▶ _EXTRAIT FOURNI_:
TECHNOPHILE

Bluewin, un coup plus bas qu’on l’imagine

En cassant les prix avec son offre ADSL à 49 par mois, la filiale de Swisscom est accusée de distorsion de concurrence. A terme, l’usager pourrait souffrir d’un marché moins diversifié.

«A ce tarif-là, on ne peut pas rivaliser sans perdre de l’argent.» Pour Philippe Roditti, patron du fournisseur d’accès VTX, la nouvelle offre ADSL de Bluewin est «un cas évident de dumping».

Depuis le début du mois, Bluewin propose un accès permanent à l’internet avec la technologie ADSL pour 49 francs par mois. «Swisscom nous facture déjà 39 francs par abonné pour l’accès aux lignes téléphoniques, poursuit Philippe Roditti. Ensuite, nous devons payer une taxe en fonction de la quantité de données véhiculées, de l’ordre de 5 à 10 francs par abonné. Impossible de rentabiliser notre infrastructure.»

Les fournisseurs d’accès privés à l’internet soupçonnent Swisscom de favoriser sa filiale Bluewin en lui louant ses services à de meilleures conditions qu’aux autres. «Nous payons à Swisscom le même prix que les autres fournisseurs d’accès», se défend Noëlle Petitdemange, porte-parole de Bluewin. Avant d’avouer: «Oui, nous perdons de l’argent avec cette offre. Nous faisons un calcul sur le long terme: nous misons sur les services, comme la vidéo à la demande, que nous commercialiserons à grande échelle dans un deuxième temps. Notre objectif pour l’instant est d’augmenter notre part de marché.» Celle-ci est déjà confortable: on compte environ 40 000 abonnés à l’ADSL en Suisse, dont plus de 20 000 chez Bluewin. Pris dans son ensemble, Bluewin détient 47% de l’accès à l’internet en Suisse.

Les privés veulent empêcher l’acteur principal du marché d’étendre son emprise: une plainte vient d’être déposée par Profitel auprès de la Commission de la concurrence. La stratégie de Bluewin pourrait être assimilée à de la concurrence déloyale, ou à un abus de position dominante, d’autant que Swisscom a récemment rapatrié sa filiale Bluewin au sein de sa division Fixnet.

▶ _TRAVAIL À FAIRE_: Écrivez la suite de l'article sur l'offre ADSL de Bluewin à 49 francs par mois, en partant de sa dernière phrase.

▶ _DONNÉES DISPONIBLES_:
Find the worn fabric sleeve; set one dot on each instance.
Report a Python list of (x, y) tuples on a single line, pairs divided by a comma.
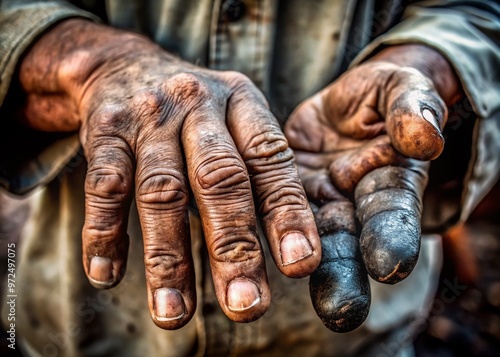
[(467, 33), (23, 168)]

▶ _RÉPONSE PROPOSÉE_:
Au début de la libéralisation, l’attitude de Swisscom était examinée de près par les commissions fédérales, et l’opérateur se faisait remettre en place dès qu’il semblait profiter de sa situation dominante. «La libéralisation est désormais «passée de mode», analyse Fulvio Caccia, président de la Commission fédérale de la communication. Depuis quelques mois, le vent a tourné et Swisscom bénéficie d’un soutien politique plus fort que jamais. Il faut dire qu’en soutenant son opérateur, la Confédération bénéficie de retombées financières importantes…» En vendant quelques actions, la Confédération – qui possède toujours 62,7% de l’opérateur national – vient en effet d’encaisser 3,7 milliards de francs.

«Pour l’usager, le fait que Bluewin casse les prix peut sembler positif, ajoute Fulvio Caccia. Mais c’est un raisonnement à court terme. Cette stratégie va affaiblir la diversité du marché, car beaucoup d’acteurs ont les reins moins solides que Swisscom et ne peuvent pas se permettre de perdre ainsi de l’argent pour gagner des parts de marché. A terme, le consommateur souffrira du manque de concurrence.»

Une concurrence au câble

A 49 francs par mois, l’ADSL devient compétitif par rapport au câble TV. «C’est lui que nous visons, c’est notre principal concurrent», dit Christian Neuhaus de Swisscom. L’ADSL nécessite cependant l’achat (pour environ 200 francs) ou la location (pour 16 francs par mois) d’un boîtier de connexion à brancher sur son téléphone.

Le câble TV propose un débit d’environ 512 kbps, mais qui est sujet aux parasites et à l’usage des voisins car tout le monde partage le même câble. L’offre de base ADSL fonctionne en mode asymétrique: à 256 kbps pour recevoir les données, et 64 kbps pour envoyer. La liaison ADSL exploite le fil du téléphone mais n’utilise pas de ligne: l’usager peut surfer en téléphonant.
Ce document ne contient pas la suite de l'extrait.